January 31, 2022 - Natasha Holmes - Cornell University

"The trouble with traditional physics labs"

When you ask physicists to reflect on their intro labs, responses include “boring”, “forgettable”, or “cookbook.” What is so wrong with the traditional lab? An instinctive answer is the structure: students follow procedures without having to think about what’s going on. In this talk, I’ll present work that challenges this instinct and I’ll suggest an alternative answer: namely, that the fundamental goal to use labs to demonstrate phenomena is problematic. I’ll describe several studies that have used quantitative assessments of student learning, analysis of student work, and videos of students conducting lab experiments to shed light on this issue. I’ll also briefly describe how we’ve restructured our introductory lab courses in response to these results.

March 7, 2022 - Tova Holmes (University of Tennessee)

Directions for this task: Carry the physics talk listings forward from the point where they stop.

Excerpted records:

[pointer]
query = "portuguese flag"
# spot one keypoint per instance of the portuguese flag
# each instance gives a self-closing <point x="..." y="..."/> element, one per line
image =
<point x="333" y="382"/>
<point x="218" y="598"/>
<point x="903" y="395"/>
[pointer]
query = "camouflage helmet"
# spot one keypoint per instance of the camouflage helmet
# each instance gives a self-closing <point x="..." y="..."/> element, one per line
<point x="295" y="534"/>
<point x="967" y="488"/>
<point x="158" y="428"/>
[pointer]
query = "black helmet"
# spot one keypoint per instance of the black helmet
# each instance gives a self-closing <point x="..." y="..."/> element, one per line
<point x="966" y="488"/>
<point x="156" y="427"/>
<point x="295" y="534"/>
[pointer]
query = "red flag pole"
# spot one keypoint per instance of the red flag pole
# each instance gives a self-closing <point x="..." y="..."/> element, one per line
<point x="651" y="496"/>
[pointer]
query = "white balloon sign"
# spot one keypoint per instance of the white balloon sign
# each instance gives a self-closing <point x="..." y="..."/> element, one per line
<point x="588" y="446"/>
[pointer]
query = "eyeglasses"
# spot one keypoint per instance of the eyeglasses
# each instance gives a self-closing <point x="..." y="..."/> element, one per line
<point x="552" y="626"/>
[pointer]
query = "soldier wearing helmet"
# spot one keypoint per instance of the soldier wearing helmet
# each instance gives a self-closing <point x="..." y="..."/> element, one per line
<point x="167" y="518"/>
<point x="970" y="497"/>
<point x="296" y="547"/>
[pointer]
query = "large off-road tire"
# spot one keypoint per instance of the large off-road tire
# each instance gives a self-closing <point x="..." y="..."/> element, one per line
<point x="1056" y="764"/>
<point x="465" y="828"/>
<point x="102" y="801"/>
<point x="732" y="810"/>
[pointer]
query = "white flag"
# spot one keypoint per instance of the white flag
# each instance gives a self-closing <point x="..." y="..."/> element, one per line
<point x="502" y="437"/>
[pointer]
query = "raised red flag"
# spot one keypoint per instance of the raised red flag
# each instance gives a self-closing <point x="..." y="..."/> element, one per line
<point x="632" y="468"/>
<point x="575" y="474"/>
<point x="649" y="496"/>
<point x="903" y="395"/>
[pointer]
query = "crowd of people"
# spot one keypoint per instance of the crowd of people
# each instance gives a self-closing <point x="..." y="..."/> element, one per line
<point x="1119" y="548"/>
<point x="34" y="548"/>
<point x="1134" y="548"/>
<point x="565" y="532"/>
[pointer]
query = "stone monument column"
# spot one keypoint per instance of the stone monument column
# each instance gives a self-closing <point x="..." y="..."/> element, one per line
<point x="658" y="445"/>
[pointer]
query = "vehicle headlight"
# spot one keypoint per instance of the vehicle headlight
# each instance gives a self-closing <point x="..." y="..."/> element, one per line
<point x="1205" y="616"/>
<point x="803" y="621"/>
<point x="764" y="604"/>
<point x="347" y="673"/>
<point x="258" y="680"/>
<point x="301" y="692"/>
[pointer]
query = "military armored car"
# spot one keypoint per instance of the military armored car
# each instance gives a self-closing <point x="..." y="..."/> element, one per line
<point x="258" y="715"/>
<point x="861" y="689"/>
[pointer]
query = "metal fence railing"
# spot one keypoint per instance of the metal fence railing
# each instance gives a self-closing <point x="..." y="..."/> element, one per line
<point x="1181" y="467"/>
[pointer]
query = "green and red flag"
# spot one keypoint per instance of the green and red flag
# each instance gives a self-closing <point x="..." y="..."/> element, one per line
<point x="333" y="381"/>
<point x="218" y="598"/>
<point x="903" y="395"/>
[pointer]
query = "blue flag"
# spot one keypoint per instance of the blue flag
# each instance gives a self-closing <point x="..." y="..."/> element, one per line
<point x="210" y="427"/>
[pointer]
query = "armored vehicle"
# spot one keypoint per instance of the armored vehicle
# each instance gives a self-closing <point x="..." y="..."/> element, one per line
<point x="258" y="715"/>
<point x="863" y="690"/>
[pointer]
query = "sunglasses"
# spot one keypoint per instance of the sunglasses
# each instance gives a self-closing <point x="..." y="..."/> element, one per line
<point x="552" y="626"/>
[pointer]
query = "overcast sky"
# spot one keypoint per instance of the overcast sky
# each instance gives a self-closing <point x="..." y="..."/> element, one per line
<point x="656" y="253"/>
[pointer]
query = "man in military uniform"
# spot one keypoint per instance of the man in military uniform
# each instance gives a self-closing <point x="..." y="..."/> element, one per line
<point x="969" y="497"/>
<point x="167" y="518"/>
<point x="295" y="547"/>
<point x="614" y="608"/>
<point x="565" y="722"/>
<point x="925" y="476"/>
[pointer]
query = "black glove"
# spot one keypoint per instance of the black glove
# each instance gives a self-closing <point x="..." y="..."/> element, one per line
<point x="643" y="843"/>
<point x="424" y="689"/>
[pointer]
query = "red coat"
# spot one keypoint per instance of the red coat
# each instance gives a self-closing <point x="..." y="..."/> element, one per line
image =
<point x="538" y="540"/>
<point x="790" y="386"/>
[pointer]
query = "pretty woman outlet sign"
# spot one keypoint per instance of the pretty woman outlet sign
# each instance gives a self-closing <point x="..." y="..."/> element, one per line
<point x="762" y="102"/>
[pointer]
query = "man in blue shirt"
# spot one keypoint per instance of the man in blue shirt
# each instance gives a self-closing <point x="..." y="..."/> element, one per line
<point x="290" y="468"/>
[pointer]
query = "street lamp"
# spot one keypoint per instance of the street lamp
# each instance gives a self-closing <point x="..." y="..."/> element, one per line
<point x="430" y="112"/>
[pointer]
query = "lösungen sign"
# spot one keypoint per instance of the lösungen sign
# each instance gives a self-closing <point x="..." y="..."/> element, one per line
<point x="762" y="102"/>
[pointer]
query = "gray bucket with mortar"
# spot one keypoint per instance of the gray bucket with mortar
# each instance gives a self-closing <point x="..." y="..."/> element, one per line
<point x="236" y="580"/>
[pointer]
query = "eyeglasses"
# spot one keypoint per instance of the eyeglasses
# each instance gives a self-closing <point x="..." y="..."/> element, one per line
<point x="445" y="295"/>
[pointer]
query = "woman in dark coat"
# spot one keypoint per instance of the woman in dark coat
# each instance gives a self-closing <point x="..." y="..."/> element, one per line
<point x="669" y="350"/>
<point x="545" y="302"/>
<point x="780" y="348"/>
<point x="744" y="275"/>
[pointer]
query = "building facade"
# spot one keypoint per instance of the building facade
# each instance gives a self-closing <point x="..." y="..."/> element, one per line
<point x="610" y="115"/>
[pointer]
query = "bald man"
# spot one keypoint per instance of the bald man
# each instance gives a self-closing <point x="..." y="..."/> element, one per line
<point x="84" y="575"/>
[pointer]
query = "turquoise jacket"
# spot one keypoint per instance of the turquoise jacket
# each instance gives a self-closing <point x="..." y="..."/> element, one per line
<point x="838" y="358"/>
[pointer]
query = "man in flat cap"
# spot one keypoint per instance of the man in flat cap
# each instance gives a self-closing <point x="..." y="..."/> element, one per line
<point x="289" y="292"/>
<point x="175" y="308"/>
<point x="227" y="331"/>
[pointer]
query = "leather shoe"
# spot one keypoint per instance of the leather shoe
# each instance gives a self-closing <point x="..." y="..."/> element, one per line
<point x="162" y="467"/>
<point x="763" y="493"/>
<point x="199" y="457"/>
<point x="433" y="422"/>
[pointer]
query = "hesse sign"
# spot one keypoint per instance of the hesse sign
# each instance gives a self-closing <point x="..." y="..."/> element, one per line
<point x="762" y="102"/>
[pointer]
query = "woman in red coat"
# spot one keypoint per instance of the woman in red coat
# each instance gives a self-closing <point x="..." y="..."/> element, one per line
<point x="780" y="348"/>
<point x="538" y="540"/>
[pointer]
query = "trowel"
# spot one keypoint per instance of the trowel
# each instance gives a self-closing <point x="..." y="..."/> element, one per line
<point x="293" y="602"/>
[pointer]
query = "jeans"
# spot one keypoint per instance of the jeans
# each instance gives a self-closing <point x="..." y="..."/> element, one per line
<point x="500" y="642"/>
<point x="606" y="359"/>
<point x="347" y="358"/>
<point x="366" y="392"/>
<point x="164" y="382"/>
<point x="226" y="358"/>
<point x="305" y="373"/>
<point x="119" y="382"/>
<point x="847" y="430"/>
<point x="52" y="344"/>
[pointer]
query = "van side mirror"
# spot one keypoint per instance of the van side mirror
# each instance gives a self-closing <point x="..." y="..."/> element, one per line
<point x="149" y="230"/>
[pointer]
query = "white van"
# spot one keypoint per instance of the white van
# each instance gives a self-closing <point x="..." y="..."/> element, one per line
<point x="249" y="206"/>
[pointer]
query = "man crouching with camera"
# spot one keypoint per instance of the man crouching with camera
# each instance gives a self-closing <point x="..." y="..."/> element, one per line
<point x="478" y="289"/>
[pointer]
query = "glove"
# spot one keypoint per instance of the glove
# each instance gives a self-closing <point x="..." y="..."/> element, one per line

Response to this exercise:
Going the Distance: Searching for Overlooked Physics at the LHC

The LHC has reached a new era: nearly a decade without any large jumps in energy or luminosity. For those interested in finding Beyond the Standard Model (BSM) physics, a paradigm shift is required. In my talk I’ll discuss a search program looking for long-lived particles, which often escape detection from standard BSM searches, due to the difficulty of identifying their unconventional signatures. This results in a long-lived particle landscape full of unexcluded territory, opening up opportunities to find TeV-scale Supersymmetry, hidden sectors, right-handed neutrinos, and more. My talk will explore how and why we should search for these new signatures.

April 4, 2022 - Bjoern Penning (University of Michigan)

Searching for Dark Matter from the Lowest to the Highest Energies

Dark Matter (DM) is a long standing puzzle in fundamental physics and the goal of a diverse research program.  In underground experiments such as LZ we search for DM directly using lowest possible energy thresholds, at the LHC we seek to produce dark matter at the very highest energies, and using telescopes we look for telltale signatures in the cosmos.  I will present an overview of the status of DM searches using these different approaches and their connection before focusing on the status of the LZ direct Dark Matter experiment. LZ is the world's most sensitive DM experiment and is currently taking data.

April 11, 2022 - Ashley Chontos (University of Hawaii / MIT/  Princeton)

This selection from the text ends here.